#### Texto del documento:

______

Yo me quede pensando lo difícil que debe ser subirse a un transporte público y contarles a los desconocidos tu situación, la de tus hijos enfermos sin comida, ni educación, decirle al mundo que tenes HIV, o que estas en un espacio de rehabilitación por adicciones. Por un segundo intente ponerme en la piel de esas personas, que tienen que salir a pedir monedas y quien sabe cuantas cosas más, desde su postura y desde todo lo que eso implica. Que complejo debe ser eludir el pudor y en muchos casos la vergüenza de mendigar, de pedirle al resto algo para comer, para comprar medicación a sus hijos, para poder sobrevivir; cuando se supone que es el Estado quien debería garantizar los derechos humanos básicos de cualquier ser humano. Y también nosotros somos responsables, como ciudadanos y como humanos, de no hacer valer esos derechos, de dejar que los vulneren los mismos que nos los dan. A mi me da vergüenza esa situación, no solo porque suelo sentir lo que puede pasarle a ese sujeto allí parado, sino vergüenza porque estas cosas sucedan, a plena luz del día y en la cara de todos. Si, sé que son muchisimas las personas que trabajan por vocación y militancia, lo sé. Pero hay algo más allá de ese trabajo, algo del engranaje social que aun necesita transformarse, más del lado de los supuestos, de los prejuicios, de la mirada distante y opresora.

______

#### Extracto de datos:
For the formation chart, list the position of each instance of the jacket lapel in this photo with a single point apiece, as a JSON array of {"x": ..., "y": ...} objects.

______

#### Descripción de tarea:
Continúa la reflexión sobre quienes piden ayuda en el transporte público, empezando justo después de su última oración. El material no interviene en esta tarea.

#### Respuesta del ejercicio:
Y ya sabemos la historia de la comodidad, de que a “nosotros no nos toca” entonces es más fácil mirar para el costado, porque ESO le pasa solo al otro, a mí no. ¿Y el otro acaso no es otro yo? ¿No es ese otro que me compone también? Somos seres sociales, la falsa segregación individualista, que muchos intentan cultivar, nos ha hecho creer que “nada tenemos que ver” con los “otros” que muchos prefieren ignorar. Sostener esa falsa creencia, es realmente una tragedia y el fin de la transformación y la lucha por una sociedad más justa. La verdadera naturaleza del universo es la unidad indivisible aunque no todos puedan sentirlo, atravesados por estructuras manipuladoras que nos alejan de aquella verdad interior que no nos permite acercarnos al otro y a nuestro propio interior.
No me acostumbro a ver en constitución personas caminando con las rodillas porque no tienen piernas, ni a ver cada miércoles a aquella señora mayor tomando agua con pan frente a la estación con un frío que congela la sangre. No me acostumbro a los niños hablando como adultos y trabajando descalzos, cuando deberían estar en la escuela aprendiendo o jugando, siendo lo que son: niños. No dejo de suspirar, no deja de dolerme, no deja de generarme un manojo de preguntas que no puedo responder siempre. No.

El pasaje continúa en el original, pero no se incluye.